- [What the exercise asks] Before doing anything else, copy the entries below exactly.

- [Records contained in a dataset]
===============

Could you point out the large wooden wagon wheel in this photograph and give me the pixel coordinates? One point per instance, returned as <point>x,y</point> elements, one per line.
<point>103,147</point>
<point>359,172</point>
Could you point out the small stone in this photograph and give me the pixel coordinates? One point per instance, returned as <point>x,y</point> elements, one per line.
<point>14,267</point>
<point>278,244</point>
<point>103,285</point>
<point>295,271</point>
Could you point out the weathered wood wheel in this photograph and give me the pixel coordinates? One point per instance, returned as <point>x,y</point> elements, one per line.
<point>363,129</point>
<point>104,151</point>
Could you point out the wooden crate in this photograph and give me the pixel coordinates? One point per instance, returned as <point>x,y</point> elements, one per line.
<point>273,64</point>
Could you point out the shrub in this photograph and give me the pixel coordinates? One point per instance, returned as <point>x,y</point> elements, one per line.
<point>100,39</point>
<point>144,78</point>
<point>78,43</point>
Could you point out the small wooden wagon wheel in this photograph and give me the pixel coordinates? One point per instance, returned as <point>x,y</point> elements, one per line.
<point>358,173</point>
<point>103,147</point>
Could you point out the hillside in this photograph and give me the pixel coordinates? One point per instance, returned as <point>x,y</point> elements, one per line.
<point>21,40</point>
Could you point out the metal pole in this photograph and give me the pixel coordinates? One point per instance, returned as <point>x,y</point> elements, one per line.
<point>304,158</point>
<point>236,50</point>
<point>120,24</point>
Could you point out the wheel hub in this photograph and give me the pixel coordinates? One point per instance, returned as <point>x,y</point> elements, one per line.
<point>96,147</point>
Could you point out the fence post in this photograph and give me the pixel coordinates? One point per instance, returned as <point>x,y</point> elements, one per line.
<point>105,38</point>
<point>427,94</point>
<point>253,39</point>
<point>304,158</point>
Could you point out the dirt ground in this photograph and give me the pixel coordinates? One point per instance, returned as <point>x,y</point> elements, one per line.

===============

- [Reply to the task]
Could you point out the large wooden wagon wheel in this photograph and give me the pixel coordinates? One point per instance, returned as <point>x,y</point> elements, one per line.
<point>103,147</point>
<point>359,172</point>
Could you point out the small stone in this photograph and give me the pixel coordinates? One point per instance, returned as <point>x,y</point> elements, one per line.
<point>14,267</point>
<point>278,244</point>
<point>103,285</point>
<point>295,271</point>
Could you point out the weathered wood wheel in this photograph and give me the pixel coordinates? One point per instance, returned as <point>x,y</point> elements, one per line.
<point>363,129</point>
<point>104,151</point>
Could you point out the wooden crate in this photograph and give me the pixel coordinates? One point per instance, returned as <point>x,y</point> elements, one per line.
<point>273,64</point>
Could you point out the shrub in this photograph and give me the pixel coordinates? One point per instance, returned as <point>x,y</point> elements, one per line.
<point>100,39</point>
<point>144,78</point>
<point>78,43</point>
Could you point out the small wooden wagon wheel in this photograph and give me the pixel coordinates? One point per instance, returned as <point>x,y</point> elements, one per line.
<point>358,173</point>
<point>103,147</point>
Could you point out the hillside in this photograph and give me the pixel coordinates? One point per instance, returned as <point>x,y</point> elements, one per line.
<point>21,40</point>
Could you point out the metal pole in this photograph and give me the pixel coordinates? One point per instance, returned as <point>x,y</point> elements, one per line.
<point>304,158</point>
<point>236,50</point>
<point>120,24</point>
Could you point out the wheel hub in this photograph and give me the pixel coordinates? One point per instance, returned as <point>x,y</point> elements, one per line.
<point>96,147</point>
Could you point out the fence post in this photograph and give me the pixel coordinates? One point per instance, returned as <point>x,y</point> elements, one per line.
<point>105,38</point>
<point>427,94</point>
<point>253,39</point>
<point>304,158</point>
Could you point out the dirt ground in this photograph and give me the pixel coordinates? One point per instance, returned as <point>x,y</point> elements, one per line.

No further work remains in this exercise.